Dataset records
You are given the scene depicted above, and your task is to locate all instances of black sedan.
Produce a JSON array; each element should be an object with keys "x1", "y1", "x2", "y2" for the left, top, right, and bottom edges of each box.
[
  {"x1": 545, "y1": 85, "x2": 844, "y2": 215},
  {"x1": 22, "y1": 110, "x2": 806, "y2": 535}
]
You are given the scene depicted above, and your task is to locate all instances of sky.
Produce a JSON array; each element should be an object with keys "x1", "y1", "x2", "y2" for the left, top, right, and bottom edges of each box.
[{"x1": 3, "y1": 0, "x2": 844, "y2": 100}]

--

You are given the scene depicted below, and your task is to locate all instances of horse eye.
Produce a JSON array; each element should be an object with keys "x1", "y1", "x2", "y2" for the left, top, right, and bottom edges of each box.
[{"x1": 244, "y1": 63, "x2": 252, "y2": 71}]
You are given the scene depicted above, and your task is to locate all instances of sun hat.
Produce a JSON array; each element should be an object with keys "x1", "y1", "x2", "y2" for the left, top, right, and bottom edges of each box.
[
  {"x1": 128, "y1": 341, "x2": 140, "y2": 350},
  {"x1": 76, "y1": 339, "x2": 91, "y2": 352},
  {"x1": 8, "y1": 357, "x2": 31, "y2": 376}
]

__Assignment__. A complete answer gives every line of the data that includes "scene".

__Answer space__.
You are given the scene depicted above, and your task is to locate all instances of black sedan.
You are given the scene depicted above, and your task is to locate all instances of sky.
You are given the scene depicted below, and your task is to locate all instances of horse eye.
You are given the scene depicted above, and your task is to locate all instances of sun hat.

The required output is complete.